**Brief**: Quote every entry word for word.

**Records provided**:
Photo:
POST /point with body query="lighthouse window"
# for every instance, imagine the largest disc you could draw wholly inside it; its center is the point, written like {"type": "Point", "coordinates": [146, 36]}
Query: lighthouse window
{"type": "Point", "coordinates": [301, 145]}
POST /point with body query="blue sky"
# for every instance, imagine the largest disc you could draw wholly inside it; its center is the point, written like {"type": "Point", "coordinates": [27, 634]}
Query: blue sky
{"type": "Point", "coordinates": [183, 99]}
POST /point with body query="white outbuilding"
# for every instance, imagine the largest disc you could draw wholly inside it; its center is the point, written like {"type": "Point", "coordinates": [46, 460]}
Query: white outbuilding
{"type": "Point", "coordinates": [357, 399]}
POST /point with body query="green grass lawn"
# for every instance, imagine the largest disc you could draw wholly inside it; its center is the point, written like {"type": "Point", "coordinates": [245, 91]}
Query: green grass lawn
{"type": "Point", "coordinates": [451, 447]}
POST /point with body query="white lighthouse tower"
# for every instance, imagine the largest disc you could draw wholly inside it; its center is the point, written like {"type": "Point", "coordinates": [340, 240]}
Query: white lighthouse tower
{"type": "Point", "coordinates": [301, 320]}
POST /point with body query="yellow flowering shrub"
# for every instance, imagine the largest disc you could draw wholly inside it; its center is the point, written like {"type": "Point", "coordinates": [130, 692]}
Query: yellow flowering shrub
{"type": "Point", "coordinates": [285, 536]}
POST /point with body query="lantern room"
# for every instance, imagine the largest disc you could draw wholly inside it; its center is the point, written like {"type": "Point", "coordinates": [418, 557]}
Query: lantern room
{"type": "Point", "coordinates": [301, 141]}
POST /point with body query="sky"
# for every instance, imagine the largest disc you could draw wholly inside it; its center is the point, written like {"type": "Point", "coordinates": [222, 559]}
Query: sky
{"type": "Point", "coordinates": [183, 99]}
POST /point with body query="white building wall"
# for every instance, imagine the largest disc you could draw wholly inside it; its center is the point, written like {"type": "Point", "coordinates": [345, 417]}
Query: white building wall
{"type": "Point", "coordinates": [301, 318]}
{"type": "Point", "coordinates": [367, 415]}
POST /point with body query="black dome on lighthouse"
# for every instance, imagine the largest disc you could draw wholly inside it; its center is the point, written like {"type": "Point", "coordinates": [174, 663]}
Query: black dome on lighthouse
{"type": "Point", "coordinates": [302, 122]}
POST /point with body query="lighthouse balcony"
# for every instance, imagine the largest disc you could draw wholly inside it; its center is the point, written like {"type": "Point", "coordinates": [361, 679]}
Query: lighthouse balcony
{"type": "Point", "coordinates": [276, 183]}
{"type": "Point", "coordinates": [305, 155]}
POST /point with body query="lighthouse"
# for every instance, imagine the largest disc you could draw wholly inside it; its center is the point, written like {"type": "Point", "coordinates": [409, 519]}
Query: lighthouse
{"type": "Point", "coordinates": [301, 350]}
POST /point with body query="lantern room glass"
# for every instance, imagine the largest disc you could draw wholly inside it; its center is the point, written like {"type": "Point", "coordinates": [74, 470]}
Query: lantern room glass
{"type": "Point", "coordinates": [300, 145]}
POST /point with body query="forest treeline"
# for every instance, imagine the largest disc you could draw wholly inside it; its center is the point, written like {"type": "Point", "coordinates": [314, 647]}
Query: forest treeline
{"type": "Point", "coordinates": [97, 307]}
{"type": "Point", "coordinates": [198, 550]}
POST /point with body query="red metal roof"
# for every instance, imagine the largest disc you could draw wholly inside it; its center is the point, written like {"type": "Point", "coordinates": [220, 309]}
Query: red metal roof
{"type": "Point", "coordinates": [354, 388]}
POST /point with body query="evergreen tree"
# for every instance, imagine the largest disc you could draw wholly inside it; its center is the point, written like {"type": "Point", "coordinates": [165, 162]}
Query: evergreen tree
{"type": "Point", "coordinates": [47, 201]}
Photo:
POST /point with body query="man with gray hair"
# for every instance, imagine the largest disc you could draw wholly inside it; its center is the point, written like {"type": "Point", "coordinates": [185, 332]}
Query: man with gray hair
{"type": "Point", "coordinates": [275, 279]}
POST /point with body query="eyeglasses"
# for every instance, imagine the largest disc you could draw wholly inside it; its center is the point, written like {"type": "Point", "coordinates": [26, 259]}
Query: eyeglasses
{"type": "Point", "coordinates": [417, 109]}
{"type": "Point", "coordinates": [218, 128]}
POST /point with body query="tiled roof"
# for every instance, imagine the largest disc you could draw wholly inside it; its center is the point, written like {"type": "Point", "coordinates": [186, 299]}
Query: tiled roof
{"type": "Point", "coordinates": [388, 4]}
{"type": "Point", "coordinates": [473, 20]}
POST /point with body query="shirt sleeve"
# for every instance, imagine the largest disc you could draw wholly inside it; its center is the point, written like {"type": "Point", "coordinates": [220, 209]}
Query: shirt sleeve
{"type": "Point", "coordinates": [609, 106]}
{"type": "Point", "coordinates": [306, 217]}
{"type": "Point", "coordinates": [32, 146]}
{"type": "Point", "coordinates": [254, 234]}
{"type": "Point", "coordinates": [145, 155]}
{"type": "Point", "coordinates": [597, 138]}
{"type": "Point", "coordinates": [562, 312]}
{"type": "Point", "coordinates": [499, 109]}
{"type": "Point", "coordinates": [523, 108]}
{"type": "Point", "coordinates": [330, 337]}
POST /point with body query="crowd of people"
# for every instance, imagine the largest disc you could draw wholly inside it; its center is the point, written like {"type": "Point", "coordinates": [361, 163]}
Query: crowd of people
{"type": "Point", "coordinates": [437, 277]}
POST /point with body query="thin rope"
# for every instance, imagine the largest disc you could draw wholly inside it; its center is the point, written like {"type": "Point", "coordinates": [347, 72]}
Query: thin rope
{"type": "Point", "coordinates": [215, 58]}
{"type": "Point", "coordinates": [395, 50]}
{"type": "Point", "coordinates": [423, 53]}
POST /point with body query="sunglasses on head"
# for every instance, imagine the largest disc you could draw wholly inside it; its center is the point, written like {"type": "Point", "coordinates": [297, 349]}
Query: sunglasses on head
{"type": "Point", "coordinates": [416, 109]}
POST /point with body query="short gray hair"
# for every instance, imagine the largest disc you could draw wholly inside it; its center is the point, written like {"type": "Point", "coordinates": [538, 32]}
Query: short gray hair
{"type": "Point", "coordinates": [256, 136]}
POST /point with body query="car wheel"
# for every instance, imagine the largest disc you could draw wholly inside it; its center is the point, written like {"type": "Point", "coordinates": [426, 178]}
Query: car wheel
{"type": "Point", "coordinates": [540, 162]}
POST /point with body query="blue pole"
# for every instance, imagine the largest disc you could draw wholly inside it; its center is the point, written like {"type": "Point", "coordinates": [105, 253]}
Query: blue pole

**Answer for the task**:
Photo:
POST /point with body query="lighthouse window"
# for every instance, imagine the largest disc you could draw wholly inside it; its center is the point, written like {"type": "Point", "coordinates": [146, 36]}
Query: lighthouse window
{"type": "Point", "coordinates": [301, 145]}
POST /point with body query="blue sky"
# for every instance, imagine the largest disc you could draw wholly inside it; its center is the point, written like {"type": "Point", "coordinates": [27, 634]}
Query: blue sky
{"type": "Point", "coordinates": [183, 99]}
POST /point with body query="white outbuilding"
# for every instance, imagine the largest disc you could draw wholly inside it; its center is the point, written like {"type": "Point", "coordinates": [46, 460]}
Query: white outbuilding
{"type": "Point", "coordinates": [357, 399]}
POST /point with body query="green grass lawn"
# for every instance, imagine the largest disc you could draw wholly inside it; its center is the point, written like {"type": "Point", "coordinates": [245, 91]}
Query: green grass lawn
{"type": "Point", "coordinates": [451, 447]}
POST /point with body query="white lighthouse tower"
# for every instance, imagine the largest disc you could draw wholly inside it; its center is the point, written like {"type": "Point", "coordinates": [340, 240]}
Query: white lighthouse tower
{"type": "Point", "coordinates": [301, 320]}
POST /point with body query="yellow flowering shrub"
# for every instance, imagine the largest disc you could draw wholly inside it; its center is the point, written like {"type": "Point", "coordinates": [130, 692]}
Query: yellow flowering shrub
{"type": "Point", "coordinates": [285, 536]}
POST /point with body query="lantern room"
# for every instance, imagine the largest disc you could draw wholly inside it; its center is the point, written like {"type": "Point", "coordinates": [418, 557]}
Query: lantern room
{"type": "Point", "coordinates": [301, 141]}
POST /point with body query="sky"
# for every instance, imagine the largest disc you could draw wholly inside it; its center is the point, written like {"type": "Point", "coordinates": [222, 559]}
Query: sky
{"type": "Point", "coordinates": [183, 99]}
POST /point with body query="white building wall"
# for every instance, imagine the largest disc you could draw wholly inside it; its center is the point, written like {"type": "Point", "coordinates": [345, 417]}
Query: white building wall
{"type": "Point", "coordinates": [301, 318]}
{"type": "Point", "coordinates": [367, 415]}
POST /point with body query="black dome on lighthouse"
# for every instance, imagine the largest disc you could draw wholly inside it; its center is the point, written like {"type": "Point", "coordinates": [174, 663]}
Query: black dome on lighthouse
{"type": "Point", "coordinates": [302, 122]}
POST /point with body query="lighthouse balcony"
# for every instance, imagine the largest disc you could draw wholly inside it; its center is the point, written like {"type": "Point", "coordinates": [361, 679]}
Query: lighthouse balcony
{"type": "Point", "coordinates": [276, 183]}
{"type": "Point", "coordinates": [305, 155]}
POST /point with body query="lighthouse"
# for every instance, imagine the largest disc you could draw wholly inside it; its center is the point, written like {"type": "Point", "coordinates": [409, 519]}
Query: lighthouse
{"type": "Point", "coordinates": [301, 350]}
POST /point with body query="lantern room glass"
# for every instance, imagine the largest disc you could draw wholly inside it; its center is the point, written like {"type": "Point", "coordinates": [74, 470]}
Query: lantern room glass
{"type": "Point", "coordinates": [300, 145]}
POST /point with body query="forest treeline"
# for every instance, imagine the largest disc you could draw wholly inside it; its center is the point, written like {"type": "Point", "coordinates": [314, 647]}
Query: forest treeline
{"type": "Point", "coordinates": [97, 307]}
{"type": "Point", "coordinates": [198, 550]}
POST /point with body query="red metal roof"
# for every instance, imagine the largest disc you could draw wholly inside it; its center is the point, written like {"type": "Point", "coordinates": [220, 309]}
Query: red metal roof
{"type": "Point", "coordinates": [354, 388]}
POST /point with body query="evergreen tree"
# for every instance, imagine the largest disc you could draw wholly inside it; its center is the point, written like {"type": "Point", "coordinates": [165, 162]}
Query: evergreen tree
{"type": "Point", "coordinates": [47, 201]}
Photo:
POST /point with body query="man with gray hair"
# for every instance, imagine the largest disc you could draw wholly inside it; its center is the point, written like {"type": "Point", "coordinates": [185, 332]}
Query: man with gray hair
{"type": "Point", "coordinates": [275, 279]}
POST /point with body query="eyeglasses"
# for every instance, imagine the largest disc you could draw wholly inside it; its center is the point, written like {"type": "Point", "coordinates": [26, 259]}
Query: eyeglasses
{"type": "Point", "coordinates": [417, 109]}
{"type": "Point", "coordinates": [218, 128]}
POST /point with body query="tiled roof"
# for every instance, imagine the largest disc you could draw wholly inside it; its center is the point, written like {"type": "Point", "coordinates": [186, 299]}
Query: tiled roof
{"type": "Point", "coordinates": [388, 4]}
{"type": "Point", "coordinates": [473, 20]}
POST /point with body query="shirt sleeve"
# for every instance, imagine the largest disc you could draw wholly inside it; its center is the point, written like {"type": "Point", "coordinates": [220, 209]}
Query: shirt sleeve
{"type": "Point", "coordinates": [609, 106]}
{"type": "Point", "coordinates": [306, 217]}
{"type": "Point", "coordinates": [32, 146]}
{"type": "Point", "coordinates": [254, 234]}
{"type": "Point", "coordinates": [145, 155]}
{"type": "Point", "coordinates": [597, 138]}
{"type": "Point", "coordinates": [562, 312]}
{"type": "Point", "coordinates": [499, 109]}
{"type": "Point", "coordinates": [523, 108]}
{"type": "Point", "coordinates": [330, 337]}
POST /point with body query="crowd of people"
# for every instance, imagine the largest disc you could draw wholly inside it; its center is the point, written like {"type": "Point", "coordinates": [361, 163]}
Query: crowd of people
{"type": "Point", "coordinates": [437, 277]}
POST /point with body query="thin rope"
# for every instance, imagine the largest disc you could draw wholly inside it; its center is the point, written like {"type": "Point", "coordinates": [347, 72]}
Query: thin rope
{"type": "Point", "coordinates": [215, 58]}
{"type": "Point", "coordinates": [395, 50]}
{"type": "Point", "coordinates": [423, 53]}
POST /point with body query="sunglasses on head"
# for every instance, imagine the largest disc you could draw wholly inside it; its center is the point, written like {"type": "Point", "coordinates": [297, 349]}
Query: sunglasses on head
{"type": "Point", "coordinates": [416, 109]}
POST /point with body query="short gray hair"
# for every instance, imagine the largest disc you could draw wholly inside it; its center is the point, written like {"type": "Point", "coordinates": [538, 32]}
Query: short gray hair
{"type": "Point", "coordinates": [256, 136]}
POST /point with body query="car wheel"
# for every instance, imagine the largest disc you could draw wholly inside it; its center is the point, written like {"type": "Point", "coordinates": [426, 178]}
Query: car wheel
{"type": "Point", "coordinates": [540, 162]}
POST /point with body query="blue pole"
# for every instance, imagine the largest disc you could draw wholly inside it; its center is the point, written like {"type": "Point", "coordinates": [105, 253]}
Query: blue pole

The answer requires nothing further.